**演習課題**
a. ロックについての本文で、今の時代にスタジアム/アリーナ・クラスの会場を埋められるとして名前が挙がっているアーティストとプロデューサーをすべて書き出せ。
b. ロックについての本文のうち、"改めて考えてみて下さい。今の"から"クの失敗を繰り返すだけです。"までを一字一句そのまま書き写せ。

**本文抜粋**
2010年代に入って、ロックは死滅寸前となった。少なくとも、ポップ音楽の表舞台からは本格的に姿を消そうとしているのではないか。スタジアム/アリーナ規模のポピュラリティを新たに獲得するバンドは、もう現れないのではないか。そんな風に感じている人がいても、決して不思議ではありません。
改めて考えてみて下さい。今の時代、スタジアム/アリーナ・クラスの会場を埋められるのは、テイラー・スウィフトやアリアナ・グランデ、ジャスティン・ビーバーのようなポップ・アクトか、ケンドリック・ラマーやカニエ・ウェストといったR&B/ヒップホップのアーティスト。もしくは、一時期ほどの勢いはありませんが、アヴィーチーやゼッドを始めとしたEDMプロデューサーたちでしょう。
かろうじて「スタジアム・ロック」と呼べるバンドには、コールドプレイやマムフォード&サンズがいるにはいます。が、前者の近作は最早、ロック・バンド的なダイナミズムを捨ててポップのプロダクションへと振り切っている。そして、後者の最新作『ワイルダー・マインド』は、トラッド・フォークという唯一の武器を放棄し、ひたすら無個性で大味なだけのロックになってしまった。バンドとしてのスケールが大きくなるにつれ、その音からはロック本来の魅力が失われていく――これでは80年代スタジアム・ロックの失敗を繰り返すだけです。

**分析用データ**
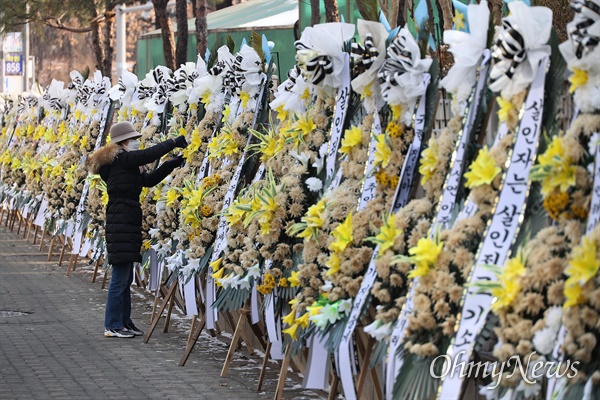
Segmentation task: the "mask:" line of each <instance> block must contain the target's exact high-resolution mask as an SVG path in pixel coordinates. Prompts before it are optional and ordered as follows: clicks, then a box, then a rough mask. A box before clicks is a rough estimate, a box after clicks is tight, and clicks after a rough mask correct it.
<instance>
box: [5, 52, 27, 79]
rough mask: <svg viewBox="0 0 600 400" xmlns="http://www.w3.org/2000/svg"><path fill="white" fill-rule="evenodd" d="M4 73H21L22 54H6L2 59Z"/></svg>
mask: <svg viewBox="0 0 600 400" xmlns="http://www.w3.org/2000/svg"><path fill="white" fill-rule="evenodd" d="M4 73H5V74H6V75H23V54H21V53H8V54H6V56H5V61H4Z"/></svg>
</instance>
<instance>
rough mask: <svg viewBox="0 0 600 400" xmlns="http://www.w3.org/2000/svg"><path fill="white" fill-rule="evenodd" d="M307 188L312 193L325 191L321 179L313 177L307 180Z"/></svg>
mask: <svg viewBox="0 0 600 400" xmlns="http://www.w3.org/2000/svg"><path fill="white" fill-rule="evenodd" d="M306 186H307V187H308V190H310V191H311V192H318V191H319V190H321V189H323V182H322V181H321V180H320V179H319V178H315V177H311V178H308V179H307V180H306Z"/></svg>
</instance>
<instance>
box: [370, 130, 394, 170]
mask: <svg viewBox="0 0 600 400" xmlns="http://www.w3.org/2000/svg"><path fill="white" fill-rule="evenodd" d="M375 140H376V141H377V144H375V156H374V161H375V164H376V165H381V167H382V168H385V167H387V166H388V164H389V163H390V157H391V156H392V148H391V147H390V145H389V143H388V141H387V138H386V137H385V134H384V133H382V134H379V135H376V136H375Z"/></svg>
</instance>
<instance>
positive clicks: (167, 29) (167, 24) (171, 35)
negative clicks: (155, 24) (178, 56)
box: [152, 0, 175, 71]
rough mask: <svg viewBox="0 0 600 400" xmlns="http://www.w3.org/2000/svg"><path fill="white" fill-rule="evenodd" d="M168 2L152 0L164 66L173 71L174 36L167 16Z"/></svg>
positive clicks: (174, 46)
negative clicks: (163, 58) (164, 57)
mask: <svg viewBox="0 0 600 400" xmlns="http://www.w3.org/2000/svg"><path fill="white" fill-rule="evenodd" d="M168 2H169V0H152V4H153V5H154V13H155V14H156V22H157V23H158V25H159V26H160V30H161V34H162V39H163V53H164V55H165V64H166V66H167V67H168V68H170V69H171V70H173V71H174V70H175V36H174V35H173V25H172V24H171V20H170V19H169V15H168V14H167V3H168Z"/></svg>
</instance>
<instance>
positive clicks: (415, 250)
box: [399, 238, 444, 278]
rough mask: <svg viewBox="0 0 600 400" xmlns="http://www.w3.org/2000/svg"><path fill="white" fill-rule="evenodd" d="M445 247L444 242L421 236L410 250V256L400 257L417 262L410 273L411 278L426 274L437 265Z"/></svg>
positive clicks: (434, 239) (413, 277)
mask: <svg viewBox="0 0 600 400" xmlns="http://www.w3.org/2000/svg"><path fill="white" fill-rule="evenodd" d="M443 248H444V242H440V241H439V240H437V238H436V239H430V238H421V239H419V241H418V242H417V245H416V246H415V247H411V248H410V249H409V250H408V254H410V257H400V258H399V259H401V260H404V261H409V262H412V263H413V264H415V267H416V268H415V269H414V270H412V271H410V273H409V274H408V277H409V278H415V277H417V276H424V275H427V274H428V273H429V270H430V269H431V268H432V267H433V266H434V265H435V263H436V262H437V259H438V257H439V255H440V253H441V252H442V249H443Z"/></svg>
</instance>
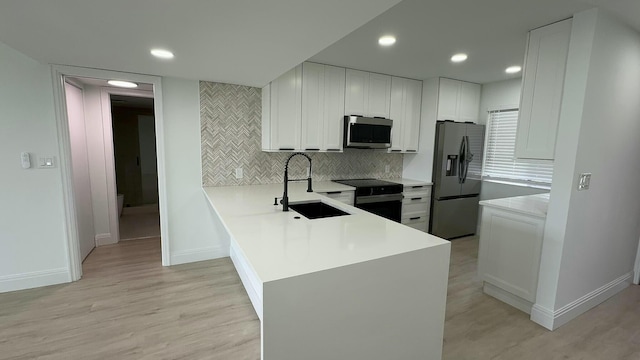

**課題の解答**
a. テイラー・スウィフト、アリアナ・グランデ、ジャスティン・ビーバー、ケンドリック・ラマー、カニエ・ウェスト、アヴィーチー、ゼッド

b.
改めて考えてみて下さい。今の時代、スタジアム/アリーナ・クラスの会場を埋められるのは、テイラー・スウィフトやアリアナ・グランデ、ジャスティン・ビーバーのようなポップ・アクトか、ケンドリック・ラマーやカニエ・ウェストといったR&B/ヒップホップのアーティスト。もしくは、一時期ほどの勢いはありませんが、アヴィーチーやゼッドを始めとしたEDMプロデューサーたちでしょう。
かろうじて「スタジアム・ロック」と呼べるバンドには、コールドプレイやマムフォード&サンズがいるにはいます。が、前者の近作は最早、ロック・バンド的なダイナミズムを捨ててポップのプロダクションへと振り切っている。そして、後者の最新作『ワイルダー・マインド』は、トラッド・フォークという唯一の武器を放棄し、ひたすら無個性で大味なだけのロックになってしまった。バンドとしてのスケールが大きくなるにつれ、その音からはロック本来の魅力が失われていく――これでは80年代スタジアム・ロックの失敗を繰り返すだけです。